Challenge a:
In the text about Scott and focal dystonia, what answer did the doctor give when asked about a cure?

Text provided:
--------------------------------
When he saw a doctor and asked about the cure, the answer was blunt:
There’s no known treatment.
In Scott’s words:
“My dream of being a cartoonist for the rest of my life was over unless I found a way to be the first person in the world to beat focal dystonia”
So what did he do?
Back to Scott:
“At my day job, as I sat through endless boring meetings, I started practicing my drawing motion by touching my pen to paper for a full second before feeling the onset of a pinkie spasm. Eventually it was two seconds, then five.
One day, after I trained myself to hold pen to paper for several seconds without a spasm, my brain suddenly and unexpectedly rewired itself and removed the dystonia altogether.
My hand doctor said I’m part of the literature on this topic now”
I found this story reassuring.
Not because I’m suffering from Coaching Carpal Tunnel or Daily Email Elbow.
But
because I like the idea of my day job being a quiet enabler.
Right now, I’m holding down my 9 to 5 banking job while trying to be a good dad, partner, brother, son and friend. And I’m doing all this while writing daily emails and growing my coaching business.
Part of me wishes I didn’t have a 9 to 5 job at all. That way, I could put more time and attention into everything else.
But there’s another part of me that knows it’s a huge advantage working a 9 to 5 while growing a biz like this too.
So the question I’m asking is:
How can I leverage my job for my business?
--------------------------------
Provided entries:
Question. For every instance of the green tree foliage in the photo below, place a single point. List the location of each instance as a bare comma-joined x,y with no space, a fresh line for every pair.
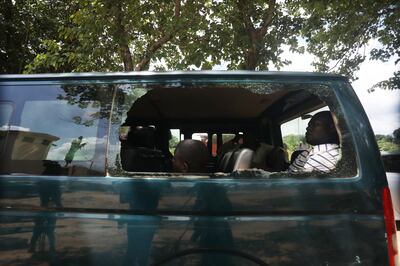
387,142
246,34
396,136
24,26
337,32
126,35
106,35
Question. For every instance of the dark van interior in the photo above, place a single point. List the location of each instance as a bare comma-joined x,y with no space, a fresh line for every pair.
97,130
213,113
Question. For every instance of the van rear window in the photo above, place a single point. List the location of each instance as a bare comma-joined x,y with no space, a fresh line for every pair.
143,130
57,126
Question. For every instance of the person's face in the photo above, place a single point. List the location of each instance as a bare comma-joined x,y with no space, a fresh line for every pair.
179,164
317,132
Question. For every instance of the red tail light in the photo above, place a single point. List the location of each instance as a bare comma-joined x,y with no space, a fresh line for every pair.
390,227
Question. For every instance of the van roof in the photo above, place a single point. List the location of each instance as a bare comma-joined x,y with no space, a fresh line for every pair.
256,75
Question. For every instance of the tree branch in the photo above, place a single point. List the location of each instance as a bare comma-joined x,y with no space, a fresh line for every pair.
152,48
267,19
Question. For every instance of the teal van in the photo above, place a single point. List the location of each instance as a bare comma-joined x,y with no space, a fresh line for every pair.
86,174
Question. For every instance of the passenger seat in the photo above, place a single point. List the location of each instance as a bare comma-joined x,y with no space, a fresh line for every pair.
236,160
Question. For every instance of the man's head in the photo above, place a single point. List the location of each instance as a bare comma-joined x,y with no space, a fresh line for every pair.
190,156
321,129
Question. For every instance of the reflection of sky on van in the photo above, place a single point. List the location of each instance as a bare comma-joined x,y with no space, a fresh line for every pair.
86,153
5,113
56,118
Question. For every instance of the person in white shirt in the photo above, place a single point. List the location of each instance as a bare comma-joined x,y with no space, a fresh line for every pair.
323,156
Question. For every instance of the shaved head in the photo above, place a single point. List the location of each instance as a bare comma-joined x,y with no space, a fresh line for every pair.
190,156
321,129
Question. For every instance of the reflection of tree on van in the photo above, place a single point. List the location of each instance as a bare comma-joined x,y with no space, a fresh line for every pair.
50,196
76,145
--------------------------------
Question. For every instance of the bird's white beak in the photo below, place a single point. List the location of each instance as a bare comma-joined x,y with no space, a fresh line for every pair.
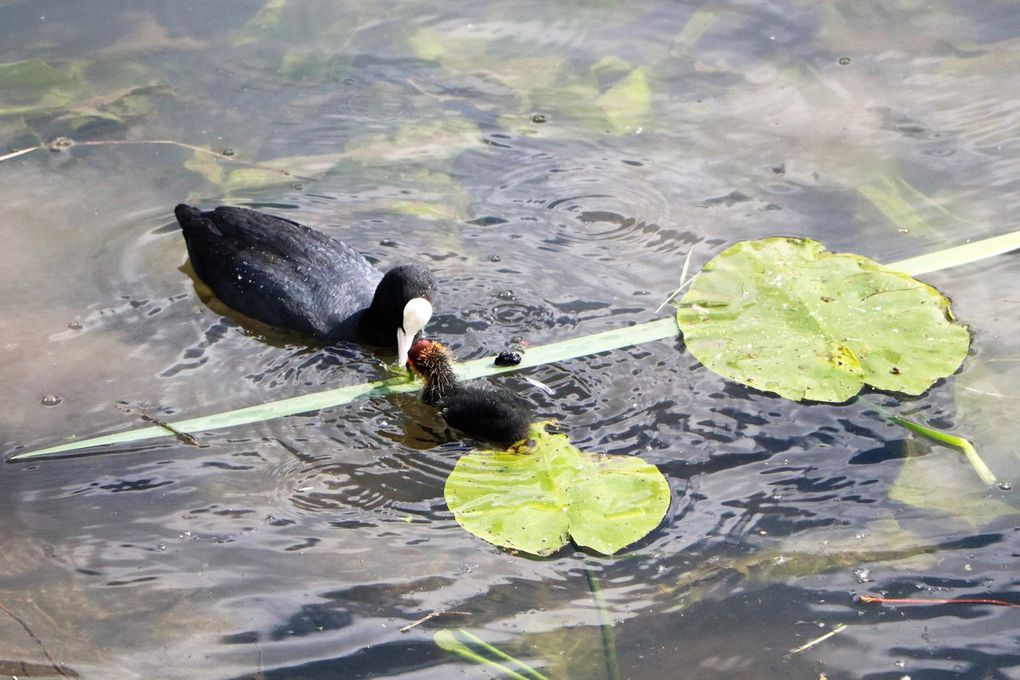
--------------------------------
Challenge b:
Pull out every line of the rows above that contains the string "below". Case counts.

Correct answer a:
There's no known treatment.

Correct answer b:
Question. For every instance of the green tree foliage in the photo below, place a single point. List the location of each instance as a bare comma-joined x,y with no space, a fresh line for every pair.
Question. For every instance of the bird's white beak in the photo below, place a single point. List the location of each instance as a bare comma-joined x,y with no space, a fresh line for every pair.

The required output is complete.